# [CONSIGNE 1]
Recopiez mot pour mot le passage du texte sur le poulet de Bresse, depuis "Le développement des" jusqu'à "aux bons agriculteurs." inclus.
# [CONSIGNE 2]
D'après le texte sur le poulet de Bresse, quelle est la date la plus ancienne retrouvée au sujet de la volaille de Bresse ?

----- EXTRAIT DU TEXTE

L’histoire du Poulet de Bresse
Posté par francesca7 le 27 juin 2013
1. Les origines. — C’est certainement depuis une époque très reculée que la volaille a été élevée en Bresse. La qualité qui a dû s’affirmer très vite a provoqué un engouement pour cet élevage et l’importance a progressé rapidement. La date la plus ancienne qu’on ait pu recueillir concernant la volaille de Bresse est celle du 12 novembre 1591 dans les registres municipaux de la ville de Bourg-en-Bresse.
« Le peuple fut, ce jour là, si joyeux du départ des Romains que, par reconnaissance pour le marquis de Treffort, le Conseil vota qu’il lui serait fait présent de deux douzaines de chapons gras ».
Donc en 1591, la pratique du chaponnage et celle de l’engraissement étaient déjà très bien connues.
Postérieurement à cette date, les mentions relatives aux chapons sont nombreuses dans les archives de la ville et dans les anciens baux où ils étaient imposés comme réserves au profit des bailleurs.
A partir du XVIIIe siècle, les redevances en chapons et poulardes se multiplient et, à la fin du XVIIIe siècle, ils figurent sur tous les baux, ce qui prouve que l’engraissement de la volaille s’était généralisé.
C’est vers cette époque que date, en effet, la généralisation de la réputation des chapons et poulardes de Bresse. A ce moment, la culture du maïs s’est répandue au lieu d’être réservée aux « verchères », c’est à dire aux terrains attenants à l’habitation. C’est aussi à ce moment que Brillat-Savarin accorde sa préférence aux poulardes de Bresse qu’il appelle les « poulardes fines » en déplorant que « c’est grand dommage qu’elles soient rares à Paris ».
Dans la première moitié du XIXe siècle, la volaille de Bresse, tout en se développant, semble n’avoir eu qu’un rayonnement modeste. Avant l’époque des chemins de fer, les transports ne permettaient guère d’expédier des volailles au delà des principales villes de la région et Paris les connaissaient peu. Les rôtisseurs de la capitale se fournissaient en chapons et poulardes du Mans.
A noter que, pendant cette période, il y eut des introductions de races asiatiques (Brahma, Schanghaï, Cochinchinoises) qui firent beaucoup de mal à la pureté de la race.
Le développement des voies ferrées, la prospérité économique du second empire, tirèrent de l’ombre cette production, précieuse entre toutes, pour la renommée de notre pays. On a trop oublié les encouragements multiples qui furent prodigués à cette époque à l’agriculture, époque du « paternalisme agricole » où les pouvoirs publics distribuaient, par l’intermédiaire des Comices, des récompenses aux bons agriculteurs.
2. Concours du 23 décembre 1862. — En 1862, date capitale dans l’histoire qui nous occupe, fut créé le Comice Agricole de l’arrondissement de Bourg, avec trois présidents d’honneur dont le Comte Le Hon, député de la circonscription.

----------
----- LISTE DES DONNÉES

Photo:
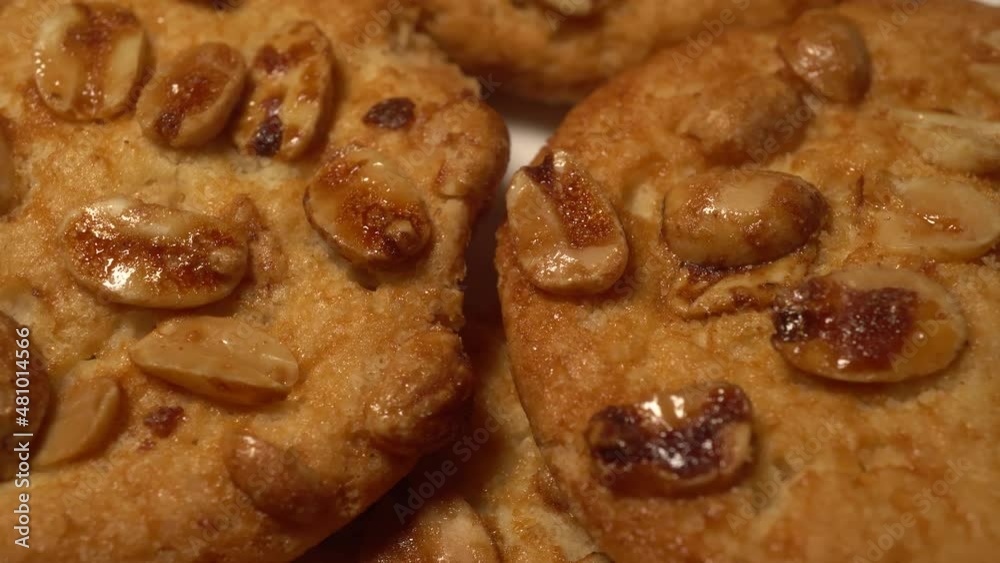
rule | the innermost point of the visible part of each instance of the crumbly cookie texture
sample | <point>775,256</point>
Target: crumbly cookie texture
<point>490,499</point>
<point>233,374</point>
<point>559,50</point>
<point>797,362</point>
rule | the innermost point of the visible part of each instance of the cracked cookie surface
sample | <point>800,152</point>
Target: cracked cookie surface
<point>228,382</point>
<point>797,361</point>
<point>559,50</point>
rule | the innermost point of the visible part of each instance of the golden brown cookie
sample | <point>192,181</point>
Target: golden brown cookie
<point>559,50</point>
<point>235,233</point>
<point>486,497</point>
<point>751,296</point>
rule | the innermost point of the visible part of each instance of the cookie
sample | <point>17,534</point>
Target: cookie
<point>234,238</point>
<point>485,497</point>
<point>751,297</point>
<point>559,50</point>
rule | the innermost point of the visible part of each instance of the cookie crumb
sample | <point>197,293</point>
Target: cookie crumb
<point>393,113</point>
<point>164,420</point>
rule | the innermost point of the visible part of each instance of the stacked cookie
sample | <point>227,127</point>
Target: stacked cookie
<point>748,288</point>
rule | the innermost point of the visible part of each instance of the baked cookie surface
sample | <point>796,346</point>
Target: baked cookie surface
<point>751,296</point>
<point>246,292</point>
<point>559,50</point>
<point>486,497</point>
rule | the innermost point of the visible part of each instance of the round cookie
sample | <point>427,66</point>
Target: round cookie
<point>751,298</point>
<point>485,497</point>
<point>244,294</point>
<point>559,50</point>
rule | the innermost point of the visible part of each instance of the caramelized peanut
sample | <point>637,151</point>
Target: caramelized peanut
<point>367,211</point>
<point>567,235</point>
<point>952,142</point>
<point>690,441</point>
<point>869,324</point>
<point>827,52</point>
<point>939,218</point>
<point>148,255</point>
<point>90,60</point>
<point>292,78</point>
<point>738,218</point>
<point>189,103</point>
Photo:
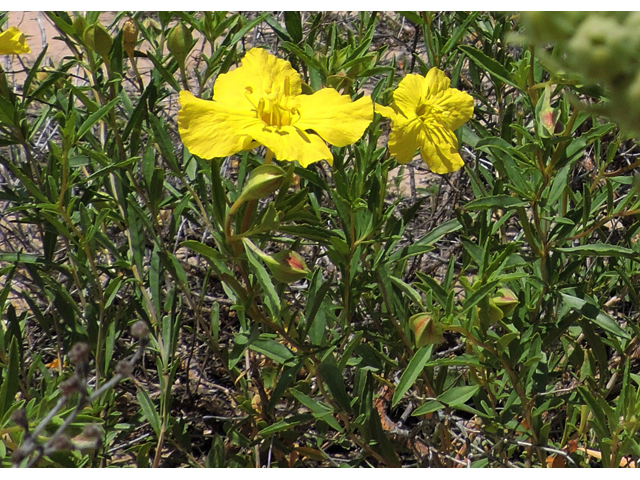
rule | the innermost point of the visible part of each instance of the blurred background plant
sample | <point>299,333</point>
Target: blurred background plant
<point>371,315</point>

----------
----- LISTE DES DONNÉES

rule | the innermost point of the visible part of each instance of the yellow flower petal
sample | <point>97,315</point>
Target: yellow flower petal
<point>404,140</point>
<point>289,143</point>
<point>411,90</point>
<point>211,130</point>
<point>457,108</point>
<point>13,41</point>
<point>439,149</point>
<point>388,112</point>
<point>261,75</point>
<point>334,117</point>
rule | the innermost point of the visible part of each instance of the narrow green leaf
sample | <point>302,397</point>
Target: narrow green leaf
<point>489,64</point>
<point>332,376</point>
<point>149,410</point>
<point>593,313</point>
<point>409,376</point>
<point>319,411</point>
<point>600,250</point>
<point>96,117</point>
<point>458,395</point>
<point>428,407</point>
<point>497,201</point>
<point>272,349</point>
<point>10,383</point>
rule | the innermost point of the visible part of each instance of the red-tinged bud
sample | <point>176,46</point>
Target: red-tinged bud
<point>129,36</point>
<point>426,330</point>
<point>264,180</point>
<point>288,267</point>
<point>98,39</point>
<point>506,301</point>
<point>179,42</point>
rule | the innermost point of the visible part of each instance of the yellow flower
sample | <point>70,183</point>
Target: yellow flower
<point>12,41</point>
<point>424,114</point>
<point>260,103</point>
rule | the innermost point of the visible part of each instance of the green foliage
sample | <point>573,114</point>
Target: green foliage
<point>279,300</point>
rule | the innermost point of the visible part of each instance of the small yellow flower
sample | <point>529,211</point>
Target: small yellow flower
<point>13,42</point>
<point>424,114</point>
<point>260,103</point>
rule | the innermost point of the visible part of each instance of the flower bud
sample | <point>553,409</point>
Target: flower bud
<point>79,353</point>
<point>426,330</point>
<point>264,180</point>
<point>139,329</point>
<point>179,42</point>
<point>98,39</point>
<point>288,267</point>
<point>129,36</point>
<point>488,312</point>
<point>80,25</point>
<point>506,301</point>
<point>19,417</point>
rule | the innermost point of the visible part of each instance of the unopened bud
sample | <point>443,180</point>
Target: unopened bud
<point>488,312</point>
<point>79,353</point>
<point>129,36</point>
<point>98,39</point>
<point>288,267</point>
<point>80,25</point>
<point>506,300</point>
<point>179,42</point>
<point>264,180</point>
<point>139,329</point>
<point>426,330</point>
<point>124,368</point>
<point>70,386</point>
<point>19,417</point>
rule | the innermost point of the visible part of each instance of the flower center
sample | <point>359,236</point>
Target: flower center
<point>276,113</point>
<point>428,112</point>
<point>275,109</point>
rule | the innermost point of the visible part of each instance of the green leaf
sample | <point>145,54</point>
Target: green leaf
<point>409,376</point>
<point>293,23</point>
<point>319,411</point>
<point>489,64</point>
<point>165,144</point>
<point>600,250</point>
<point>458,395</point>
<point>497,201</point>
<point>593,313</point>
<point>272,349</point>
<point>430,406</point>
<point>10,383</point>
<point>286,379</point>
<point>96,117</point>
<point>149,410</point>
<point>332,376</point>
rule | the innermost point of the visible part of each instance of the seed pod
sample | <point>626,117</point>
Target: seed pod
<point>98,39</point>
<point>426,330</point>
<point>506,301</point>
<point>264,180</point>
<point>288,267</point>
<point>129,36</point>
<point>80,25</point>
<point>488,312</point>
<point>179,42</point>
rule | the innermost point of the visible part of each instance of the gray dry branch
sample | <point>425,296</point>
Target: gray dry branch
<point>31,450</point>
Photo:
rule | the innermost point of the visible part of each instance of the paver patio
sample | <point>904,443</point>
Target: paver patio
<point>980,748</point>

----------

# [CORRIGÉ 1]
Le développement des voies ferrées, la prospérité économique du second empire, tirèrent de l’ombre cette production, précieuse entre toutes, pour la renommée de notre pays. On a trop oublié les encouragements multiples qui furent prodigués à cette époque à l’agriculture, époque du « paternalisme agricole » où les pouvoirs publics distribuaient, par l’intermédiaire des Comices, des récompenses aux bons agriculteurs.

# [CORRIGÉ 2]
Le 12 novembre 1591, dans les registres municipaux de la ville de Bourg-en-Bresse.